What is required =>
Print, please, the line that contains "For the benchmark, mark every instance of the vanity cabinet" and each line after it to the end of the entries, unchanged and with nothing else.
::: Input records :::
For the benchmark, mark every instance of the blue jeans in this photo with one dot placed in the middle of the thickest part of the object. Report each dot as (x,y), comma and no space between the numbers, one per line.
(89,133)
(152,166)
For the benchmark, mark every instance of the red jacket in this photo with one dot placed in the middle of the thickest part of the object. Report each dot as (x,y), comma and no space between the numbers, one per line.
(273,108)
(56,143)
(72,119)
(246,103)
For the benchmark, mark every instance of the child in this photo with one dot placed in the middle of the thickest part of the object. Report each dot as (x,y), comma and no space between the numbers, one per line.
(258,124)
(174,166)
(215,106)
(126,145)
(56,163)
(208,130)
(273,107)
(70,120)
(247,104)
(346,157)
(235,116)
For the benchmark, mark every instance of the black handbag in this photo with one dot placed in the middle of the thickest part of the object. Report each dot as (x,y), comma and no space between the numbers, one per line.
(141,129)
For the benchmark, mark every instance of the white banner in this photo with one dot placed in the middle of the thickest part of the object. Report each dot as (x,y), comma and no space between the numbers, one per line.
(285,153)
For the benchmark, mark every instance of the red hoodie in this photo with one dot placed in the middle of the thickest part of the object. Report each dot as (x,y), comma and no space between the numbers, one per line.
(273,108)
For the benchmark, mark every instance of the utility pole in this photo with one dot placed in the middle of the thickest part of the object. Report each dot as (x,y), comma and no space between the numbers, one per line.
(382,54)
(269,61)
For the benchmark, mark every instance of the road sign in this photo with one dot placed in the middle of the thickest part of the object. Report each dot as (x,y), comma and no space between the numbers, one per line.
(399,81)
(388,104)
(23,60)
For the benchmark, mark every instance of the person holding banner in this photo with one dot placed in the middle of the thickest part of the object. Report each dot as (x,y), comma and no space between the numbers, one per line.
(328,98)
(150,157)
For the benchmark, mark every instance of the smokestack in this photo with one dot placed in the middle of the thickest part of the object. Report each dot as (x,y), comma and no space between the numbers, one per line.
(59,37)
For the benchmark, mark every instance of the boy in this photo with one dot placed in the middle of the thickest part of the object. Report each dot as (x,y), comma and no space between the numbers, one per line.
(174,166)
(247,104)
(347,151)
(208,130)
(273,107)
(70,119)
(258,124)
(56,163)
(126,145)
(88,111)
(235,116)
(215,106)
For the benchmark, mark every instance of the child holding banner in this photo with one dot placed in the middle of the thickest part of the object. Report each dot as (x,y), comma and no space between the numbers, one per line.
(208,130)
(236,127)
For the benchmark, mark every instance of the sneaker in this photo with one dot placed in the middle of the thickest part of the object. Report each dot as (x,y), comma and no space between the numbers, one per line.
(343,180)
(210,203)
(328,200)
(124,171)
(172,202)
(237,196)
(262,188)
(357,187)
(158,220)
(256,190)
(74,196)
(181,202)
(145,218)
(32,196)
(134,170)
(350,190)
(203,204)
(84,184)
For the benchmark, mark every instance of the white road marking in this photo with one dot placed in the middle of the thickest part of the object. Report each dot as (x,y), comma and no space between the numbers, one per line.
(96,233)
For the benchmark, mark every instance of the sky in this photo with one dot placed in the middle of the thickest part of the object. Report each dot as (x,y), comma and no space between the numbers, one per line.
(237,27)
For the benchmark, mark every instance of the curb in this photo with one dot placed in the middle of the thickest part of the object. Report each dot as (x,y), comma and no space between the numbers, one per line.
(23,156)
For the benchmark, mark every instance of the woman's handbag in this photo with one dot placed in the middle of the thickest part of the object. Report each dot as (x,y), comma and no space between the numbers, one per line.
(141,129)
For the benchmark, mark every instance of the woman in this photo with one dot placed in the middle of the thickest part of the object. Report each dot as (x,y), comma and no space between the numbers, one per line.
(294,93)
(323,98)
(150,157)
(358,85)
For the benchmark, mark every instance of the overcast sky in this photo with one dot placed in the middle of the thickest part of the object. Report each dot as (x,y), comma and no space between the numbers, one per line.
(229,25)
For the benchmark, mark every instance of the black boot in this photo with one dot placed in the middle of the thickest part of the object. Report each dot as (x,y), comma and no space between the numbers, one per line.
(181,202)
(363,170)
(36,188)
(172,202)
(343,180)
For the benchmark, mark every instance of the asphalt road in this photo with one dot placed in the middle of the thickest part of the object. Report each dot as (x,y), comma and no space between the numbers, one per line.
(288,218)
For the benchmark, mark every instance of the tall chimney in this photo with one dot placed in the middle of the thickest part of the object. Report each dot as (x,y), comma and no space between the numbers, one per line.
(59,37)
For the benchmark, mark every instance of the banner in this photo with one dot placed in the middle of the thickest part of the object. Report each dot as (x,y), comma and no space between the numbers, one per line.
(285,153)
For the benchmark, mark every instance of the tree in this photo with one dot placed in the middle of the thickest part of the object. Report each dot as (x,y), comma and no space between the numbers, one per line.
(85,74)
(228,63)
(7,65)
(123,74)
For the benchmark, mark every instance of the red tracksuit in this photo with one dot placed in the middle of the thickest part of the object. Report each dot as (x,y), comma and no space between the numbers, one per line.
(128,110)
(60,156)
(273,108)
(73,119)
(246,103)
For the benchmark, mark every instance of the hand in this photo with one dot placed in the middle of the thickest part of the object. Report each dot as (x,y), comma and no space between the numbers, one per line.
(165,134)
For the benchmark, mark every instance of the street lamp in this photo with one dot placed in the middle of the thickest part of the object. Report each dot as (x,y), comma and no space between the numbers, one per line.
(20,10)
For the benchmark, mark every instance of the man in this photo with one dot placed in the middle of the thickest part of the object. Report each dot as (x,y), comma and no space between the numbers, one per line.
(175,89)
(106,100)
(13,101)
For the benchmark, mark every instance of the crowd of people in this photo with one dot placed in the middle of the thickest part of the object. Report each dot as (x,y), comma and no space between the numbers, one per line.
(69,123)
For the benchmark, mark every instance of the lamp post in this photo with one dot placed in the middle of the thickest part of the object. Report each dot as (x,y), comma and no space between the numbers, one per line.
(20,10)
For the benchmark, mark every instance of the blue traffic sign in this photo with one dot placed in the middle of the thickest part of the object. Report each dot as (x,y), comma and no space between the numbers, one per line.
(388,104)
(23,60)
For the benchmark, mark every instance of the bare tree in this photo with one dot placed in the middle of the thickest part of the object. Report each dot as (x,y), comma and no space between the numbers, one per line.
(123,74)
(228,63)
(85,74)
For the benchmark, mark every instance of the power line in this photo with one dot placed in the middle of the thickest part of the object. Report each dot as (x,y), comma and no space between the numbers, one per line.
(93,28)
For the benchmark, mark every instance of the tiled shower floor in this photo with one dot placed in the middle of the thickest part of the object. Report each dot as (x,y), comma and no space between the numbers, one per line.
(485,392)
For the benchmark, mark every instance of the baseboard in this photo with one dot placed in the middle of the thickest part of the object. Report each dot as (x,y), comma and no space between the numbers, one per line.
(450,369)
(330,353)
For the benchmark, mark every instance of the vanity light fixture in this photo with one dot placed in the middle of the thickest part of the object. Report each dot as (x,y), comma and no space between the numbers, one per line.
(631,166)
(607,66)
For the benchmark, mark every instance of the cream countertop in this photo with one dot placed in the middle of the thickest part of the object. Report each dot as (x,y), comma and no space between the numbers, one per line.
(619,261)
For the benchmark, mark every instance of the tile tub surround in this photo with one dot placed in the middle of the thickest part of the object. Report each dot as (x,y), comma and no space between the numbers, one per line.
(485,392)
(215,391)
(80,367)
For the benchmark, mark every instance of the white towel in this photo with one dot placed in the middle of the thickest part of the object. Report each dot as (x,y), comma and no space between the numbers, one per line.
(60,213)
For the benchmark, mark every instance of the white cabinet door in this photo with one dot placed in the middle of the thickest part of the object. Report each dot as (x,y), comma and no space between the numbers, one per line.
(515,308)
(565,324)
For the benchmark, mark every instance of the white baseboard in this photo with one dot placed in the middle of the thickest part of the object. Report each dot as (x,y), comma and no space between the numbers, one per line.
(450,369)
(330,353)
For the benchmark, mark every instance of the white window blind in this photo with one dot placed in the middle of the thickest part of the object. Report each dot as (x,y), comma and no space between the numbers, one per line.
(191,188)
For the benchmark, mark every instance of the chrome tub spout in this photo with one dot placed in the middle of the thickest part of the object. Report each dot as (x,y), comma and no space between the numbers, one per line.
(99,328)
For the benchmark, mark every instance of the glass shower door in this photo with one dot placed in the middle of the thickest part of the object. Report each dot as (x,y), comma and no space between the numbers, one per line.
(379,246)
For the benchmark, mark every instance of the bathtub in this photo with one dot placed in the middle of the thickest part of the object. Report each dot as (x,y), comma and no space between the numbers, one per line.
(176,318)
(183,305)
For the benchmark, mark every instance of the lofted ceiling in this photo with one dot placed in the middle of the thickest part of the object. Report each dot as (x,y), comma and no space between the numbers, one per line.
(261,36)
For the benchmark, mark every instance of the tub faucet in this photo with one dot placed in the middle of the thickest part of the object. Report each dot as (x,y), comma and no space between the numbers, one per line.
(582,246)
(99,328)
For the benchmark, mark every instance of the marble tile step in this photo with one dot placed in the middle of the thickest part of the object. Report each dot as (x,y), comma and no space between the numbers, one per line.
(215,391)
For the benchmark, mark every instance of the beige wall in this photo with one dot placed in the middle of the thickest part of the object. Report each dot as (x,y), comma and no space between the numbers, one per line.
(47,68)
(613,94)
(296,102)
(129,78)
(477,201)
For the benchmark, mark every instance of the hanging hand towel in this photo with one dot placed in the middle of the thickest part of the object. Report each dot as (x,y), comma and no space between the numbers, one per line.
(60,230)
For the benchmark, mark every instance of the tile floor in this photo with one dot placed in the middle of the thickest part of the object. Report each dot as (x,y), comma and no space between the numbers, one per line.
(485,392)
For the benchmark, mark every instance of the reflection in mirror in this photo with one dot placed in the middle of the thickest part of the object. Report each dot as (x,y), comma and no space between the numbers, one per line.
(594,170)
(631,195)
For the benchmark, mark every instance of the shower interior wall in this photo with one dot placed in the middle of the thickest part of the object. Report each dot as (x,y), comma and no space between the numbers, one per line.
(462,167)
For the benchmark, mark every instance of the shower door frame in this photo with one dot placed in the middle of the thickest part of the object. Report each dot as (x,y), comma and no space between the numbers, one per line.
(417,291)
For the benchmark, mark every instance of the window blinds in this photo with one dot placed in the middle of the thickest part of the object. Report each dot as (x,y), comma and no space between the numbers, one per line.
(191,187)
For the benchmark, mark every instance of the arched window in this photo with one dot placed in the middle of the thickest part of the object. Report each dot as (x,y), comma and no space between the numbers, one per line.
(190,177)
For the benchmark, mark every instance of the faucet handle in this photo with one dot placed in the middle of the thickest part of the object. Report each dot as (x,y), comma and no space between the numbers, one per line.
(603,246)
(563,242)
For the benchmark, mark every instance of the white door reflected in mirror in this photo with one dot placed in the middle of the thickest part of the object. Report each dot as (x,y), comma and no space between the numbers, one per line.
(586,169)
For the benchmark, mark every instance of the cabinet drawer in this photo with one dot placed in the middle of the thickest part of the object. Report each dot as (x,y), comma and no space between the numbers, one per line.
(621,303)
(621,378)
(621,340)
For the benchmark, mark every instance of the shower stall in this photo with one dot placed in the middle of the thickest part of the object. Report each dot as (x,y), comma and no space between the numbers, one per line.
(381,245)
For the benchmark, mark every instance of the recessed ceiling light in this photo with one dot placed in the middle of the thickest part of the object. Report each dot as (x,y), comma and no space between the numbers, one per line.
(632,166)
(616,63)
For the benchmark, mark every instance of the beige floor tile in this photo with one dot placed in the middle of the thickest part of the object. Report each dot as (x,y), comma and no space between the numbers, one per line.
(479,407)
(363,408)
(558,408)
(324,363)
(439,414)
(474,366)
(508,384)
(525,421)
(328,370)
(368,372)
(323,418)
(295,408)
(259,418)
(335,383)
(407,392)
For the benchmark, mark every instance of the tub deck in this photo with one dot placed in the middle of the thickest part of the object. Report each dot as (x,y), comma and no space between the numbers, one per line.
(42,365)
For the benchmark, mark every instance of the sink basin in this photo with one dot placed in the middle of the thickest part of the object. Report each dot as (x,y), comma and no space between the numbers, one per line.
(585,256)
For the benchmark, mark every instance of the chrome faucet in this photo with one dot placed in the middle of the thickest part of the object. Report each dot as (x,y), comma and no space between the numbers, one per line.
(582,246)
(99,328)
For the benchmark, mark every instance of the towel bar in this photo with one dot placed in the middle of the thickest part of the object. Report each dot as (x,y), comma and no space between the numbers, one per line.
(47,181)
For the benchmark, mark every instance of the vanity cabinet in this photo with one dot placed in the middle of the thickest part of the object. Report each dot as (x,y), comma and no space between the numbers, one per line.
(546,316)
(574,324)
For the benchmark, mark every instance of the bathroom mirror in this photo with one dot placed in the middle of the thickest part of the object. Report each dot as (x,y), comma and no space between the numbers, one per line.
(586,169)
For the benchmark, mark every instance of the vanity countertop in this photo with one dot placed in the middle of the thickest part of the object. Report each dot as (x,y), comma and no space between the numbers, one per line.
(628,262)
:::
Answer to the task =>
For the benchmark, mark every instance of the vanity cabinet in this photo with one dot placed in the middle of the thickest part of the object. Report each dot as (x,y), comma and no space between the numbers, one per line.
(546,316)
(574,324)
For the benchmark, mark every instance of the bathroom mirror in this photo with one dot placed in the middle of the thickest part of the object. Report each dot as (x,y), comma and no space between the numbers, one per line.
(586,169)
For the benchmark, mark every instance of the vanity countertop in this photo with one dot placed in the middle of the thickest part of the object. Report each dot as (x,y), comma and no space between the numbers, one per line.
(628,262)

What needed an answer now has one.